▸ WHAT IS ASKED
Pull out every line of the records below that contains the word "stone".

▸ TASK DATA

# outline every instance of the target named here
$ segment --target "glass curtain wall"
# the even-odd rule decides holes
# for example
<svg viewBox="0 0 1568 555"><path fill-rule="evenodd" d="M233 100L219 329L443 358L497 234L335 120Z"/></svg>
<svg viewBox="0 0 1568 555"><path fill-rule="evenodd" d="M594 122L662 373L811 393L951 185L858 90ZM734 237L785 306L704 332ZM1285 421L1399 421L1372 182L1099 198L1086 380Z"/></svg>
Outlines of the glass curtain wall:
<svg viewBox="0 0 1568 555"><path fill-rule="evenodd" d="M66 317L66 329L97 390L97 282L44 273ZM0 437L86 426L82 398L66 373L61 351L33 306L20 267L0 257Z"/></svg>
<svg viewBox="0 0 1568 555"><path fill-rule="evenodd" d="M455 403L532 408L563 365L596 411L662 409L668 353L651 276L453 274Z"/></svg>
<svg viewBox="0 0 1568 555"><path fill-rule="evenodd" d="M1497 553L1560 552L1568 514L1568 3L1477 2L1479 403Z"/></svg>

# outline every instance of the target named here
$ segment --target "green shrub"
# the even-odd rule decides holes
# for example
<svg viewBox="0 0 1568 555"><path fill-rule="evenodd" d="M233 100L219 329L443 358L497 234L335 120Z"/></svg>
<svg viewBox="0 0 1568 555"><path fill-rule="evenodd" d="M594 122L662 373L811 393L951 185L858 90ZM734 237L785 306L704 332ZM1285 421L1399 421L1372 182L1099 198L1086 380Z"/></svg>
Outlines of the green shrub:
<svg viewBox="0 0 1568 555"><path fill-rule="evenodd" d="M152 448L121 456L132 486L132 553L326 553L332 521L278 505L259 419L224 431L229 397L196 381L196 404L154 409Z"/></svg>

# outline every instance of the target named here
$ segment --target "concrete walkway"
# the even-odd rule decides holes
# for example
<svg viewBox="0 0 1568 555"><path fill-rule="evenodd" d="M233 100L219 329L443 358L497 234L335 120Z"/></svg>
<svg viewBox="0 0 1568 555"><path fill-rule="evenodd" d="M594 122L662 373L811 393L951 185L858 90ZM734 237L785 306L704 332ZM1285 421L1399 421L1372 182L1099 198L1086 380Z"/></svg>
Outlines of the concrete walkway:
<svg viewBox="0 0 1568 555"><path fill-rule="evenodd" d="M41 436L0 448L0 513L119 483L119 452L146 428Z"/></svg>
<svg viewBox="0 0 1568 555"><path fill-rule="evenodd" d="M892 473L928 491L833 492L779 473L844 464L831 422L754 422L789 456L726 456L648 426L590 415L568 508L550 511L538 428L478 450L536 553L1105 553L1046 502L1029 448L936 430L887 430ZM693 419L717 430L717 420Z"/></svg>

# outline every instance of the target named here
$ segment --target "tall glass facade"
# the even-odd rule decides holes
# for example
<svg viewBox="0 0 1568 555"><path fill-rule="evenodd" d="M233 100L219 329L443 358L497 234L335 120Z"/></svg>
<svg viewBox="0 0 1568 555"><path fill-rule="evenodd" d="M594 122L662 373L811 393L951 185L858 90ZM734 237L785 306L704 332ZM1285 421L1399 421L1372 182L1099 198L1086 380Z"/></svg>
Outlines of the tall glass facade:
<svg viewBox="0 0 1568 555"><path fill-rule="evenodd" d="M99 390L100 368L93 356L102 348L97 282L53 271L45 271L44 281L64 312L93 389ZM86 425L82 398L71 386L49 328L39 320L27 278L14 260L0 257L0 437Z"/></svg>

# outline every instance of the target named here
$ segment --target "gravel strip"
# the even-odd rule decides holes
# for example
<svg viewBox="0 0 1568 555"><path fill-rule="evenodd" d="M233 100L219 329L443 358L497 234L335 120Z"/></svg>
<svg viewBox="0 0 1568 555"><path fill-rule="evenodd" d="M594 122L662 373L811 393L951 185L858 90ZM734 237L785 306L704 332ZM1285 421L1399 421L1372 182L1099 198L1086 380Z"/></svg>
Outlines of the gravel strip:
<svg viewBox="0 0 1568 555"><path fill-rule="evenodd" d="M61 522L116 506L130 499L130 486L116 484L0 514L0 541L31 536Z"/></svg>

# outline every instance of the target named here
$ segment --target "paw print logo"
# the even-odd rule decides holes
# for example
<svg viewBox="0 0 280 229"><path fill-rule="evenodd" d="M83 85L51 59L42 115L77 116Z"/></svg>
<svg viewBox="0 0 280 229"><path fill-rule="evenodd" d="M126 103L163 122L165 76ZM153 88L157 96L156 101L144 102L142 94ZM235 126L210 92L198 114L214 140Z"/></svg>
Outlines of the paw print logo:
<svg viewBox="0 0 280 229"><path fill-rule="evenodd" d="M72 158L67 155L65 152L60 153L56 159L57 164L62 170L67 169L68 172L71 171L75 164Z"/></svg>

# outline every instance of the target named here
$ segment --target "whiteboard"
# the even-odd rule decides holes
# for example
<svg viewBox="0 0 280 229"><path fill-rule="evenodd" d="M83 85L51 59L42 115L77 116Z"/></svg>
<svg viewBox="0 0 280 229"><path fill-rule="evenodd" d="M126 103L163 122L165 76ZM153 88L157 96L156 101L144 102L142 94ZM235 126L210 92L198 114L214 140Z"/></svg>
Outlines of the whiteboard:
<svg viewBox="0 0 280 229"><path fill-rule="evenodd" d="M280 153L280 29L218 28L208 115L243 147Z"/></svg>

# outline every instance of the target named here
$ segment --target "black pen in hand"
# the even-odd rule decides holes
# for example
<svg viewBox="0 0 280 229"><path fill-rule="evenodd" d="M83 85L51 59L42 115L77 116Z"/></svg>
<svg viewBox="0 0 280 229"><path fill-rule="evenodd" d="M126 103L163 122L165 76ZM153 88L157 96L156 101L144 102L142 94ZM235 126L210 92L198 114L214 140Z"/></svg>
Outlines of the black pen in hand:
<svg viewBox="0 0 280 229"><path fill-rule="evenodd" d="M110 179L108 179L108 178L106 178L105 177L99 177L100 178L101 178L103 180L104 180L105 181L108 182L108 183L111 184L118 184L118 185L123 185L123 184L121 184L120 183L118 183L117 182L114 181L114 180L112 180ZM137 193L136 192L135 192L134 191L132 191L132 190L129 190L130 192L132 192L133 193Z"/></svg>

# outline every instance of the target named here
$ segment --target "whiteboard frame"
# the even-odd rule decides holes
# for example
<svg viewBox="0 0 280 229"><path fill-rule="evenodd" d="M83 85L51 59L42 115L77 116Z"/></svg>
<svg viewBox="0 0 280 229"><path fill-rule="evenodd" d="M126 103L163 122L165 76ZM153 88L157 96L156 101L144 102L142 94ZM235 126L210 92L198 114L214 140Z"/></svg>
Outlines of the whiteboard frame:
---
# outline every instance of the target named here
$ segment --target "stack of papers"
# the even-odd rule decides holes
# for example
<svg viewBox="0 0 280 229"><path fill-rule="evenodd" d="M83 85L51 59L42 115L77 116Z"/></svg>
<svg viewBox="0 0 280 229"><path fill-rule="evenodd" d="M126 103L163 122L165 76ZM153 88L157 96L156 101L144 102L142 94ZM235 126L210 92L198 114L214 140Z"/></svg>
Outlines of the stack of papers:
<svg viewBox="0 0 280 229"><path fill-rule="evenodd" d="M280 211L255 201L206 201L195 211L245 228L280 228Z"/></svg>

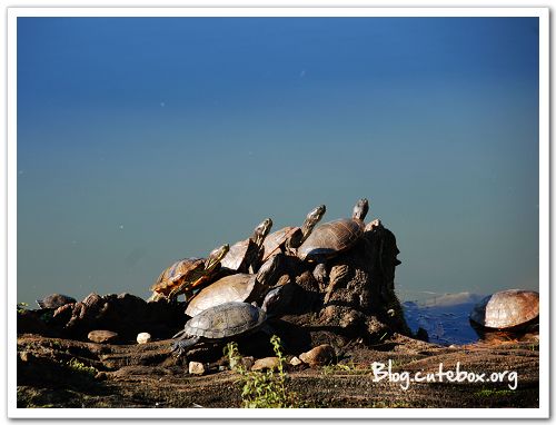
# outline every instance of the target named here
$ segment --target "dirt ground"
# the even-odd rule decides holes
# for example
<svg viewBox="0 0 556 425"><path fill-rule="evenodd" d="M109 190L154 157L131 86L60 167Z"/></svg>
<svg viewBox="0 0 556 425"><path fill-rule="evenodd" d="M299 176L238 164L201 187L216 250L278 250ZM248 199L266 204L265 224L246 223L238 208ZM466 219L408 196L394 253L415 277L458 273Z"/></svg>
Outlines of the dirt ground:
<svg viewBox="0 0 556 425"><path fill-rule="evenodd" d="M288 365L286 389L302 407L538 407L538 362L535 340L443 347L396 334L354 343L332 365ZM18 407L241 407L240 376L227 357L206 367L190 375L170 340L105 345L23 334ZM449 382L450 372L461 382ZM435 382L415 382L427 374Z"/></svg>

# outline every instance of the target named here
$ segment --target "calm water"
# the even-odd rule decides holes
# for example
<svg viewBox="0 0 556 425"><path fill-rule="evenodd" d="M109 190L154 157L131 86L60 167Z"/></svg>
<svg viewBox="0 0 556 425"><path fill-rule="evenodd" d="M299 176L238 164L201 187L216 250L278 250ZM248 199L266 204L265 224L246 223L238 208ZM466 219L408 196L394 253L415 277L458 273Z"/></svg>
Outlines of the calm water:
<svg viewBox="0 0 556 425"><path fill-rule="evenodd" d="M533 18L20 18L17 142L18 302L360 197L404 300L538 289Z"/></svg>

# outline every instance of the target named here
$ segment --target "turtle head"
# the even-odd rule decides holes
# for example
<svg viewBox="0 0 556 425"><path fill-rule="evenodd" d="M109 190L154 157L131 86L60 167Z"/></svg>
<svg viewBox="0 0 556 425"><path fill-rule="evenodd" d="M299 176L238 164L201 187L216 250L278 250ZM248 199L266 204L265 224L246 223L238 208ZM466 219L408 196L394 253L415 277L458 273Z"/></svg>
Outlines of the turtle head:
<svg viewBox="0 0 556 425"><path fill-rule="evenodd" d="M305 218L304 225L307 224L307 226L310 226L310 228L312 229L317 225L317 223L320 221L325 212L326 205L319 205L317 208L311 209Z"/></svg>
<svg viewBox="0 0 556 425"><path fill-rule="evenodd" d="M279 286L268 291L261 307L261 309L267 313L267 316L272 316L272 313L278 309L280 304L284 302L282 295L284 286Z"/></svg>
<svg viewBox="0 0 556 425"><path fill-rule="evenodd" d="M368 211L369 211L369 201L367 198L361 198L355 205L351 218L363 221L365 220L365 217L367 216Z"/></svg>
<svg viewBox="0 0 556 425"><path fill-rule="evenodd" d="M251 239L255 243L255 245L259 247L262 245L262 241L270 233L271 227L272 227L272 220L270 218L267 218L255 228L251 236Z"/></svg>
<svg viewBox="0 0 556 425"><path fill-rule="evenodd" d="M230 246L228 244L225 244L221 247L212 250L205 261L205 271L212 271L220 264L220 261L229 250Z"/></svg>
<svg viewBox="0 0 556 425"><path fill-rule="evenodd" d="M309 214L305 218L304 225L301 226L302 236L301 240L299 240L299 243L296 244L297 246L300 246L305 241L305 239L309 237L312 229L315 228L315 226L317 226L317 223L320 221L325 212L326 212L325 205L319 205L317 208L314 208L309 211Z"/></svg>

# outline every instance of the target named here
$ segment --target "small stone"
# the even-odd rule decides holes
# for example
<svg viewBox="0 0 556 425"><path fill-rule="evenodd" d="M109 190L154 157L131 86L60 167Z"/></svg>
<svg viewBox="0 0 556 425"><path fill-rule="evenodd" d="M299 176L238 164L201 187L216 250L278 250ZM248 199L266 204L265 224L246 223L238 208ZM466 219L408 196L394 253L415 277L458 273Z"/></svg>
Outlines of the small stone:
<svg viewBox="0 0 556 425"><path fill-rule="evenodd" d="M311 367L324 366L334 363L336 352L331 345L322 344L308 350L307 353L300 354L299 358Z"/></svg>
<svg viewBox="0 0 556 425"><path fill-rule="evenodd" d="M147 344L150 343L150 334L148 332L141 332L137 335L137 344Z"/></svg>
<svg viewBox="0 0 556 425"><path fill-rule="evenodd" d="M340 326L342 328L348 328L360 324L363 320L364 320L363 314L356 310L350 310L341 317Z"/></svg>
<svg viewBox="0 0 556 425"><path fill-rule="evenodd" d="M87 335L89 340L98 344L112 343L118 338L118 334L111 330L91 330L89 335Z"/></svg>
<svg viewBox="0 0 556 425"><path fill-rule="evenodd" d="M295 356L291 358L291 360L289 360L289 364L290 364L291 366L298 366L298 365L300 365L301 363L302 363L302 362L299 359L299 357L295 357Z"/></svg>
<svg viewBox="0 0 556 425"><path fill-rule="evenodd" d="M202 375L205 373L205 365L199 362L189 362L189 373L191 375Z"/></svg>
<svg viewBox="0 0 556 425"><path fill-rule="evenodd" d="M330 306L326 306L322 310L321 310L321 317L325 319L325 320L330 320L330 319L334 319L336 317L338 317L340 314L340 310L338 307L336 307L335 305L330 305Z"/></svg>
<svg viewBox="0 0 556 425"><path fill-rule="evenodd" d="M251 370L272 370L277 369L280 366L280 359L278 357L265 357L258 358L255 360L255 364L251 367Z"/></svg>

▸ RESPONSE
$ segment --target "small stone"
Outlines of the small stone:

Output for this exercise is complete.